=== AVAILABLE DATA ===
▼▼▼
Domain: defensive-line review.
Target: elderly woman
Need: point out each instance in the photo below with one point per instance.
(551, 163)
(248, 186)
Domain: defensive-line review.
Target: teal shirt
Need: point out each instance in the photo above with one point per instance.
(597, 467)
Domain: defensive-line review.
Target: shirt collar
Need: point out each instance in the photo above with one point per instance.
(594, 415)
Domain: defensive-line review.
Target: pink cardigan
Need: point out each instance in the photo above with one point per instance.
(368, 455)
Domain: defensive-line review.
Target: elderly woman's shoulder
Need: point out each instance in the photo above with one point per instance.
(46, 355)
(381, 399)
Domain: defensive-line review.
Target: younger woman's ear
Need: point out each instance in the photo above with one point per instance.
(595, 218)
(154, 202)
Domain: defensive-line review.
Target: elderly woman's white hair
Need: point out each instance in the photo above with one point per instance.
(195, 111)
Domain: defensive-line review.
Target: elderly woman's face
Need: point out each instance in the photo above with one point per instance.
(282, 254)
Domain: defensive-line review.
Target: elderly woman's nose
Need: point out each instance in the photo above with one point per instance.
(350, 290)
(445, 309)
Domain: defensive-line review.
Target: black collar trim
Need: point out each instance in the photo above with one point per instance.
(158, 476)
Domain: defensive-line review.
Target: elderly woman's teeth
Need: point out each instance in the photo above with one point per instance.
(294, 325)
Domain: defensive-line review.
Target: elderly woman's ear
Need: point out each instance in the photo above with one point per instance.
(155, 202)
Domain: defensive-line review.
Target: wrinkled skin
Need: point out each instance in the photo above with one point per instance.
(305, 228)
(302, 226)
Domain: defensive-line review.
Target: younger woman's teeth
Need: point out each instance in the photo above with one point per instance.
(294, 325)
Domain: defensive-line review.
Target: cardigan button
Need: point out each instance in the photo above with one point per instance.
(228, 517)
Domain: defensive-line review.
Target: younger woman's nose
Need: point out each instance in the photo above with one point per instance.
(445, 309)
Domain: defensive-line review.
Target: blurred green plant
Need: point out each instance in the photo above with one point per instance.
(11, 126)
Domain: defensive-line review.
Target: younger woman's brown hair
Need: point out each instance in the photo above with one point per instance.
▲▲▲
=== HOW TO COMPLETE THIS TASK ===
The material above must be output in full. Keep every word as it is.

=== OUTPUT FOR THIS TASK ===
Domain: defensive-line review.
Target: elderly woman
Need: point out each instance in the photo below with one point per instance.
(551, 163)
(248, 186)
Domain: defensive-line review.
Target: teal shirt
Need: point out each instance in the photo above with one point per instance.
(597, 467)
Domain: defensive-line review.
Target: shirt collar
Need: point out each instance in the photo above with one point per instance.
(594, 415)
Domain: defensive-line review.
Target: pink cardigan
Need: point out each instance in the photo above with one point per instance.
(368, 455)
Domain: defensive-line review.
Target: elderly woman's shoulder
Need: point out each instance in the photo above with one point per instance.
(46, 355)
(381, 399)
Domain: defensive-line review.
Target: younger woman's ear
Need: point out each instance in the photo above with one point per instance.
(595, 218)
(154, 202)
Domain: defensive-line review.
Target: elderly woman's white hair
Need: point out each instance in the photo above with one point per instance.
(195, 111)
Domain: defensive-line review.
Target: elderly woman's face
Need: point out each instance in the photo above with one point per instance.
(282, 254)
Domain: defensive-line review.
Target: elderly woman's nose
Need: point out each instance in the photo above with one point per instance.
(350, 290)
(445, 309)
Domain: defensive-line review.
Target: black collar trim
Need: point out each instance in the photo above with one point per instance.
(158, 476)
Domain: defensive-line review.
Target: elderly woman's teeth
Need: point out each instance in the photo above with one point per instance.
(294, 325)
Domain: defensive-line review.
Target: elderly woman's ear
Need: point out each instance in the photo above with one point per instance.
(155, 202)
Domain: defensive-line review.
Target: wrinkled skin
Need: point out each instance in the photo above with one point per instance.
(305, 228)
(302, 226)
Domain: defensive-line review.
Target: younger woman's teeth
Need: point out each instance in the photo above with one point per instance.
(294, 325)
Domain: defensive-line review.
Target: cardigan button
Need: point out each instance in the photo above with one point per instance.
(228, 517)
Domain: defensive-line review.
Target: younger woman's nose
Need: point out each instance in the photo above with one point per instance.
(445, 309)
Domain: defensive-line review.
Target: blurred green plant
Need: point out each instance in the photo above with one point per instance.
(11, 126)
Domain: defensive-line review.
Target: younger woman's brown hair
Need: point out each instance in the photo above with one point per instance.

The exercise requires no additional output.